- Aim
Copy the lines verbatim, beginning with the line that contains "ceiling fan light" and continuing through the end of the data, and only those lines.

- Rows from a pointing dataset
• • • • •
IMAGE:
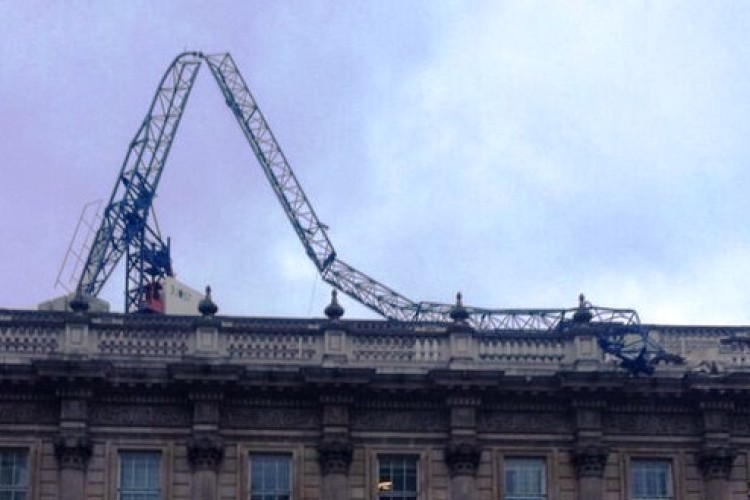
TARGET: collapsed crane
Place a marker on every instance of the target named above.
(127, 229)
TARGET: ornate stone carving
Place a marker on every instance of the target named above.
(523, 422)
(462, 458)
(670, 424)
(72, 452)
(335, 455)
(205, 452)
(271, 418)
(716, 462)
(589, 461)
(18, 412)
(384, 420)
(140, 415)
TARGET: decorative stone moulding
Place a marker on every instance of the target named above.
(462, 458)
(590, 461)
(72, 452)
(205, 452)
(335, 455)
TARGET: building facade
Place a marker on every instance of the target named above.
(105, 406)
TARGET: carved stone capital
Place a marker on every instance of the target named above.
(335, 455)
(72, 452)
(205, 452)
(462, 458)
(716, 462)
(589, 461)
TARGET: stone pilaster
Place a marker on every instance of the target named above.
(205, 449)
(72, 446)
(335, 449)
(717, 455)
(463, 454)
(590, 454)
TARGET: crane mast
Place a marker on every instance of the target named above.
(125, 228)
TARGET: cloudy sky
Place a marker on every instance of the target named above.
(521, 152)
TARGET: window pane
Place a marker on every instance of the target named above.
(139, 475)
(651, 479)
(525, 479)
(270, 477)
(397, 477)
(13, 474)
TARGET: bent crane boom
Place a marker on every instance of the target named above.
(125, 228)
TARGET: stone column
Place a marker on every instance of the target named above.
(205, 448)
(717, 455)
(205, 454)
(335, 449)
(716, 466)
(72, 446)
(462, 454)
(335, 455)
(590, 454)
(463, 460)
(589, 464)
(72, 454)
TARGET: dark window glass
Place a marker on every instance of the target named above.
(397, 477)
(139, 475)
(270, 477)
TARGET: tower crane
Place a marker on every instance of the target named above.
(127, 229)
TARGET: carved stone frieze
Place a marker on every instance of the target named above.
(589, 461)
(72, 452)
(415, 420)
(140, 415)
(20, 412)
(716, 462)
(462, 458)
(524, 422)
(669, 424)
(335, 455)
(205, 452)
(270, 418)
(335, 415)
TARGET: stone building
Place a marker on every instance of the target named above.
(105, 406)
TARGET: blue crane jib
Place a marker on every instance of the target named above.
(127, 228)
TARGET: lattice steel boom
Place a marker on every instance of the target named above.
(125, 227)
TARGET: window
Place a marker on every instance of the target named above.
(270, 477)
(397, 477)
(651, 479)
(139, 475)
(525, 479)
(13, 477)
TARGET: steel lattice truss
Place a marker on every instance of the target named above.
(125, 228)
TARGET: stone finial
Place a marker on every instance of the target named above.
(79, 303)
(334, 311)
(458, 313)
(206, 306)
(583, 313)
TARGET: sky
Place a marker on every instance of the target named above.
(518, 152)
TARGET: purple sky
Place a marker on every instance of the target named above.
(521, 152)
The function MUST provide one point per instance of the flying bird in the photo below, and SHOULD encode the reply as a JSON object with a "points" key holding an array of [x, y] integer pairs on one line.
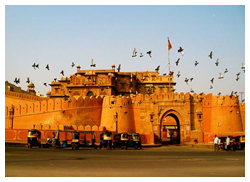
{"points": [[28, 80], [177, 62], [149, 53], [62, 72], [196, 63], [179, 74], [157, 69], [92, 63], [221, 76], [225, 70], [47, 67], [212, 80], [211, 55], [119, 68], [134, 53], [181, 51], [217, 62], [243, 66]]}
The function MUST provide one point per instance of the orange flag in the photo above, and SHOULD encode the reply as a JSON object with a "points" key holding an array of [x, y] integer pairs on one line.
{"points": [[169, 45]]}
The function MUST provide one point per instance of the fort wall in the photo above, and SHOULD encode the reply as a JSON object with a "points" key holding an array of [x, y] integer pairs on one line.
{"points": [[200, 116]]}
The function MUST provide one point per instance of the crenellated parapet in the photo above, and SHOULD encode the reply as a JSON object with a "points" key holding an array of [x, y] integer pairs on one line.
{"points": [[50, 105]]}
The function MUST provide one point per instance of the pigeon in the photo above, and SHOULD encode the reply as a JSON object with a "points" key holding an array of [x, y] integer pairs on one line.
{"points": [[47, 67], [217, 62], [92, 63], [181, 51], [134, 53], [34, 66], [157, 69], [238, 77], [149, 53], [196, 63], [212, 80], [179, 74], [62, 72], [221, 76], [211, 55], [119, 68], [28, 80], [177, 62], [243, 66], [225, 70]]}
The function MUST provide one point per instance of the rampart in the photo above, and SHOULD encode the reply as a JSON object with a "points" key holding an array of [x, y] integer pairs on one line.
{"points": [[199, 116]]}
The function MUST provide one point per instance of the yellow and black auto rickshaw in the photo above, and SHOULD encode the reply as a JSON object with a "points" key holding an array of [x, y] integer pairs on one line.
{"points": [[121, 140], [33, 138], [106, 140], [239, 142], [136, 140]]}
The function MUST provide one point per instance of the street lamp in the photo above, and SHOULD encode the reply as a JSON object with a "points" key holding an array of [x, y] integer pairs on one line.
{"points": [[116, 121]]}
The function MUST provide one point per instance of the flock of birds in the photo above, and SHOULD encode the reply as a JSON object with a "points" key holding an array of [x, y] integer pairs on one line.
{"points": [[134, 54], [36, 66]]}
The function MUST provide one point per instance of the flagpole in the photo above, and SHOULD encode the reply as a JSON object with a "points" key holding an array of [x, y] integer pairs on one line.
{"points": [[169, 64]]}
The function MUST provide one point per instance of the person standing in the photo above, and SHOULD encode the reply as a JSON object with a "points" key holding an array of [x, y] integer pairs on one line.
{"points": [[228, 143], [216, 141]]}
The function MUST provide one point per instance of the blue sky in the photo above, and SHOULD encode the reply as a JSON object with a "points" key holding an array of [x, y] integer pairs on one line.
{"points": [[59, 35]]}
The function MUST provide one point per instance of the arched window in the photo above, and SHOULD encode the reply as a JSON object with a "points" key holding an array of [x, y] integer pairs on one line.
{"points": [[90, 94]]}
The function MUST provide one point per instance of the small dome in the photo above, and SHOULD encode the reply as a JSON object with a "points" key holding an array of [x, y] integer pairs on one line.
{"points": [[48, 93], [31, 85]]}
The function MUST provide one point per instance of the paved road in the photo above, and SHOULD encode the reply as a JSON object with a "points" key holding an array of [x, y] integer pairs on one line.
{"points": [[166, 161]]}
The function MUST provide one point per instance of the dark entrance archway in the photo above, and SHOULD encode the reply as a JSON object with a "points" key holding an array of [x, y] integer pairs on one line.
{"points": [[170, 129]]}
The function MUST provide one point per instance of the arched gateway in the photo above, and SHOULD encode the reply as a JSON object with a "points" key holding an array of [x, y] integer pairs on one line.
{"points": [[170, 127]]}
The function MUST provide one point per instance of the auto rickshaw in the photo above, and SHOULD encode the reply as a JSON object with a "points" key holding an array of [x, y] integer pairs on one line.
{"points": [[75, 141], [223, 143], [239, 142], [121, 140], [106, 140], [136, 140], [33, 138]]}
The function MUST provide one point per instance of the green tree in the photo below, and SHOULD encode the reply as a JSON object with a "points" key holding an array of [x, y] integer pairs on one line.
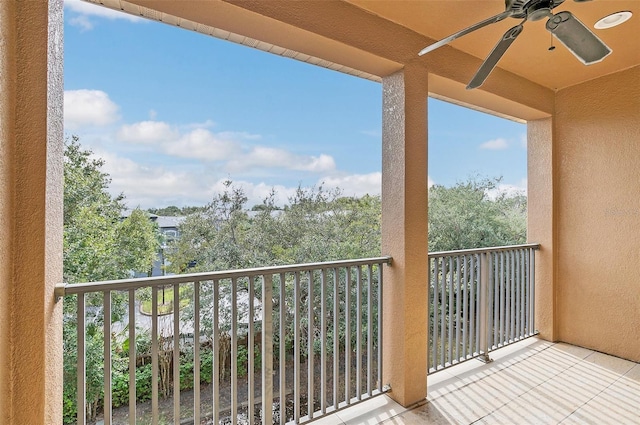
{"points": [[474, 214], [98, 245]]}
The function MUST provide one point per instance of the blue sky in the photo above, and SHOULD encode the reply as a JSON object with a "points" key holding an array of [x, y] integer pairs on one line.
{"points": [[175, 113]]}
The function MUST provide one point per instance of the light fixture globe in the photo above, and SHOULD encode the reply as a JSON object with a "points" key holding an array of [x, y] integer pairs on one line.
{"points": [[613, 20]]}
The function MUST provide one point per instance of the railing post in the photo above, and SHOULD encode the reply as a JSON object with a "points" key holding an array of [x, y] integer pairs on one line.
{"points": [[267, 349], [484, 308]]}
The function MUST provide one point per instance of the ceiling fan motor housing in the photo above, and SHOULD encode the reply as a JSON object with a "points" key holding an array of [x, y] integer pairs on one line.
{"points": [[532, 10]]}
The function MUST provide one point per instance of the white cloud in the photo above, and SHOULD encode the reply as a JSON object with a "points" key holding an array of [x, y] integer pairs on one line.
{"points": [[355, 184], [233, 147], [88, 108], [203, 144], [508, 189], [82, 11], [495, 144], [82, 21], [267, 157], [257, 192], [147, 132], [372, 133], [154, 186]]}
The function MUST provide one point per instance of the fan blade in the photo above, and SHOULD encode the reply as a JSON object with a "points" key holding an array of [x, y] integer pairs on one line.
{"points": [[466, 31], [495, 55], [576, 37]]}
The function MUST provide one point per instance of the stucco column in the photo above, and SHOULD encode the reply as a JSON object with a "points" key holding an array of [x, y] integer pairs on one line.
{"points": [[540, 221], [31, 187], [404, 233]]}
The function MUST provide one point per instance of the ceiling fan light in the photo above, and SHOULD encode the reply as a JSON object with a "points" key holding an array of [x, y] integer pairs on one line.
{"points": [[613, 20]]}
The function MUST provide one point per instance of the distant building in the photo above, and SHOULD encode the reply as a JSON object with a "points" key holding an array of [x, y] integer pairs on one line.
{"points": [[168, 228]]}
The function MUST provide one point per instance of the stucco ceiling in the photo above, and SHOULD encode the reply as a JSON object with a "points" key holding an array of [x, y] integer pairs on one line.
{"points": [[529, 56], [375, 38]]}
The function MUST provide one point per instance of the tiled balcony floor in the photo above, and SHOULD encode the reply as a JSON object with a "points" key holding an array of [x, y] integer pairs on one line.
{"points": [[531, 382]]}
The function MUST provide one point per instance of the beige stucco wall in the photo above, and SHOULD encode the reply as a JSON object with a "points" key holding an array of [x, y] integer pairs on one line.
{"points": [[404, 234], [31, 181], [540, 220], [596, 132]]}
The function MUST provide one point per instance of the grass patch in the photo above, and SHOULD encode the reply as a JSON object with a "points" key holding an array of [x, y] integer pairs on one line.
{"points": [[167, 306]]}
• • • • •
- Final result
The function MUST provide one point per instance of the ceiling fan light in the photo above, and SHOULD encode the reply as a JSON object with a "points" key holding an array of [x, y] integer pairs on one line.
{"points": [[613, 20]]}
The function MUST provide one point per instance of the distant building in the photo above, and SHOULD encode the reply as a JSON object with a "points" key holding an array of [x, y] integer pairs on one line.
{"points": [[168, 228]]}
The function MUST provide one point per instance of the stucco ceiling in the photo above, and SHOULD encode the reply as a JSON object with a "points" key holding an array of [x, y] integer pairs on one line.
{"points": [[529, 56], [375, 38]]}
The function MUST provide one point per instance of the tiled balcony floor in the photo above, and SHOULD encode the reply as a JSON object with a "points" key holding an array of [x, y] integer pairs on one line.
{"points": [[531, 382]]}
The function MUST provide one point per instance of the beige stucco wall in the photo above, and SHOULD encode the reply as a JSON object with a "points" key holding an array of [x, y] integer pairs on one line.
{"points": [[404, 234], [31, 181], [540, 220], [596, 132]]}
The function MUST provide one point per instance of the grass patch in the photo above, and SHOULD encode the reply as a JSON object with a "points" key holding an array of [x, y] integer pairs on one line.
{"points": [[167, 306]]}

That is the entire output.